------ PROVIDED RECORDS ------
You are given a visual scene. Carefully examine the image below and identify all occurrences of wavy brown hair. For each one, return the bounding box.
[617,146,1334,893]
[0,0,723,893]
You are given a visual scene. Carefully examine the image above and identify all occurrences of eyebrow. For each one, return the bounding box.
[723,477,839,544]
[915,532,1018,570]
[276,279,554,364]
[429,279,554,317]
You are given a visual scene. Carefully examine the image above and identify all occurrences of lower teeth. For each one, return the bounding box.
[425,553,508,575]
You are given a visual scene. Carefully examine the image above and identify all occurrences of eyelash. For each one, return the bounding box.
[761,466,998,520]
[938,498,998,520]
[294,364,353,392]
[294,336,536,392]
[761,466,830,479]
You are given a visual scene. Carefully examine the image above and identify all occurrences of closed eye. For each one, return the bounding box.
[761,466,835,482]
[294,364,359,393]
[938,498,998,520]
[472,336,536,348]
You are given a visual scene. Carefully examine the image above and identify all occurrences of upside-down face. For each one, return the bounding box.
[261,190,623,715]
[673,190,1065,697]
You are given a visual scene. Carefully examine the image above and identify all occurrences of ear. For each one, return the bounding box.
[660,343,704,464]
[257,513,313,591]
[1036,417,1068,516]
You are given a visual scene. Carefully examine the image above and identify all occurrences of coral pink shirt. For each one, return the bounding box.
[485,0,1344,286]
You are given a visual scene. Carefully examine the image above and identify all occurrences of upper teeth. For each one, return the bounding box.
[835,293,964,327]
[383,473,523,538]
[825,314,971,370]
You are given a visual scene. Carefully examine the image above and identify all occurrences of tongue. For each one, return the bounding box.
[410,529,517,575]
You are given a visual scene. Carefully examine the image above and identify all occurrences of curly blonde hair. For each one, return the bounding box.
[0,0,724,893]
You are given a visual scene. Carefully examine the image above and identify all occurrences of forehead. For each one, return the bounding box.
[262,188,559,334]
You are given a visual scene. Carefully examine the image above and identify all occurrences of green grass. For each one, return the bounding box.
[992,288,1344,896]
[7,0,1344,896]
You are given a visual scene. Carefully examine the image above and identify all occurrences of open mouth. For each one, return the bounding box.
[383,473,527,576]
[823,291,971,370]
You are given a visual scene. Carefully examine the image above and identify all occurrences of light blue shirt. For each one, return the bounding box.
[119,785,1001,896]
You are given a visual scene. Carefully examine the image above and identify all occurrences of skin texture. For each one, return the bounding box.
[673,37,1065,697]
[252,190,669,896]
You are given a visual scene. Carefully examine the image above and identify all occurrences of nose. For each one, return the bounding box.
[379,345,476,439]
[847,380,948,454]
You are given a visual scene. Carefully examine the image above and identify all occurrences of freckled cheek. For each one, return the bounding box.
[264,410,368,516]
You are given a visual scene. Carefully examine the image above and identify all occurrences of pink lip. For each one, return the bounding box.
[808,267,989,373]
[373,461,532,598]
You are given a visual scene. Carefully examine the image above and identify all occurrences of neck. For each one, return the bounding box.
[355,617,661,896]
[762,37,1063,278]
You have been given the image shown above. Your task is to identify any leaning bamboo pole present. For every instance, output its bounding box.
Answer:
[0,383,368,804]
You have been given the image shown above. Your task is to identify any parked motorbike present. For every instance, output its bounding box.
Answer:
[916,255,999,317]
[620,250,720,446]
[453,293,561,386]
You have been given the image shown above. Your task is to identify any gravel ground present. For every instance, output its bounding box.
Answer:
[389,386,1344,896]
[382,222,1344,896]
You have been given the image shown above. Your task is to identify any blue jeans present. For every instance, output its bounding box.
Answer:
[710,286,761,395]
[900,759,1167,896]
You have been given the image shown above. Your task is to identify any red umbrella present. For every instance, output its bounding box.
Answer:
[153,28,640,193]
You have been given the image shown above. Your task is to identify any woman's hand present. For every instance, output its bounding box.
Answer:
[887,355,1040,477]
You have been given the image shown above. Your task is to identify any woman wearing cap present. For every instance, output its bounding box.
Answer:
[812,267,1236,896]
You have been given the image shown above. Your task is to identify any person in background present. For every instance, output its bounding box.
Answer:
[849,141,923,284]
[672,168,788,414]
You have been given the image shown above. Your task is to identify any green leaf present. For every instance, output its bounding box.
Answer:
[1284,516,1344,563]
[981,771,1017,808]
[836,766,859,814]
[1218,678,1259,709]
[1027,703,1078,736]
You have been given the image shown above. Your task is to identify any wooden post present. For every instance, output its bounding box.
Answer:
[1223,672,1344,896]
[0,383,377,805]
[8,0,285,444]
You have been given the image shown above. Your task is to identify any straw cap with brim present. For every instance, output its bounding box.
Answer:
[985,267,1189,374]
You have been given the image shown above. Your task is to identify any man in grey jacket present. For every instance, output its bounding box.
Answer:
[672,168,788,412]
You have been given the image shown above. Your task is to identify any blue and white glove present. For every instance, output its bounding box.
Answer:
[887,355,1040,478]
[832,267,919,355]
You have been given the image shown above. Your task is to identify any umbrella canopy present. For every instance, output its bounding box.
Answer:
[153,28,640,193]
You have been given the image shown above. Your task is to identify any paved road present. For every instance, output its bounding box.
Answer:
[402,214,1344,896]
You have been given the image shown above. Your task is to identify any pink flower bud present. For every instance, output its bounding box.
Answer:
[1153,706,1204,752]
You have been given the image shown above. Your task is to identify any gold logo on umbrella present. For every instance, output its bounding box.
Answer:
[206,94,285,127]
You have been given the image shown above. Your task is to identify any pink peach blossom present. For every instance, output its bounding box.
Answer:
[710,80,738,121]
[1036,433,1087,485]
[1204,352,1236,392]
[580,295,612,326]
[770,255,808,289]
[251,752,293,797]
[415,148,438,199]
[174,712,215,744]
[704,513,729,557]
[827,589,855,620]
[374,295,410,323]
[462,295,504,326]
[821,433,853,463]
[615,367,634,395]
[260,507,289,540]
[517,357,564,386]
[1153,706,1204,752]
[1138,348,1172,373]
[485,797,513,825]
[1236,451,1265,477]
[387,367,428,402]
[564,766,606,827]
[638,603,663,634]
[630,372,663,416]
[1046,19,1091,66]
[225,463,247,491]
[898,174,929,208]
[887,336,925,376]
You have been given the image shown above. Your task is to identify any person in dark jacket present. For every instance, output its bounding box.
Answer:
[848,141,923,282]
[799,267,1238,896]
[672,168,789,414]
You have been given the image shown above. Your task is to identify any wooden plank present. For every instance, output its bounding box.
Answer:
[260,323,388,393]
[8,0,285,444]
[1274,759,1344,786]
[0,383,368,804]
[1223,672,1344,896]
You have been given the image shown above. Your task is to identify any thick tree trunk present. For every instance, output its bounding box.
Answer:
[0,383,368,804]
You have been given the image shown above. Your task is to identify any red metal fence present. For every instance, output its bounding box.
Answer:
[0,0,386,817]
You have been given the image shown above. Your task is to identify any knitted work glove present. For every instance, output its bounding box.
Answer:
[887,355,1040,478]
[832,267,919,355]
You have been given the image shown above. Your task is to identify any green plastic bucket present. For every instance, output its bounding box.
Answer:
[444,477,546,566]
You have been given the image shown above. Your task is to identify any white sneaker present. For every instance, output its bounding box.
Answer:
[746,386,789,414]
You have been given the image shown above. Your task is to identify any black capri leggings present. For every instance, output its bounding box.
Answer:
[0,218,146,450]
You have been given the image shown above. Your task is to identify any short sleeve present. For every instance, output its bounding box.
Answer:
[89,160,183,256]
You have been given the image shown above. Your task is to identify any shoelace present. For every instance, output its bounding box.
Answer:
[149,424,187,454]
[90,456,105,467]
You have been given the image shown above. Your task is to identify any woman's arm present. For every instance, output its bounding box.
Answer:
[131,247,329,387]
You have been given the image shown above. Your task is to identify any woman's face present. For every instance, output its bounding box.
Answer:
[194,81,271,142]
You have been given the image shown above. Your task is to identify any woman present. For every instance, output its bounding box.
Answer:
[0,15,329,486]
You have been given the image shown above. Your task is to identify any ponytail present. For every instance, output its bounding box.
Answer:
------
WHAT THE TASK ASKS: Convert the lines from the beginning of the rows through the line containing "[0,0,723,893]" into a Markdown table with the columns Line and Text, numbering each line and omitting blank ones.

OUTPUT FOR THIS TASK:
| Line | Text |
|---|---|
| 1 | You are given a visual scene. Carefully examine the image below and identify all occurrences of wavy brown hair. For each one, return the bounding box. |
| 2 | [617,146,1334,893] |
| 3 | [0,0,723,893] |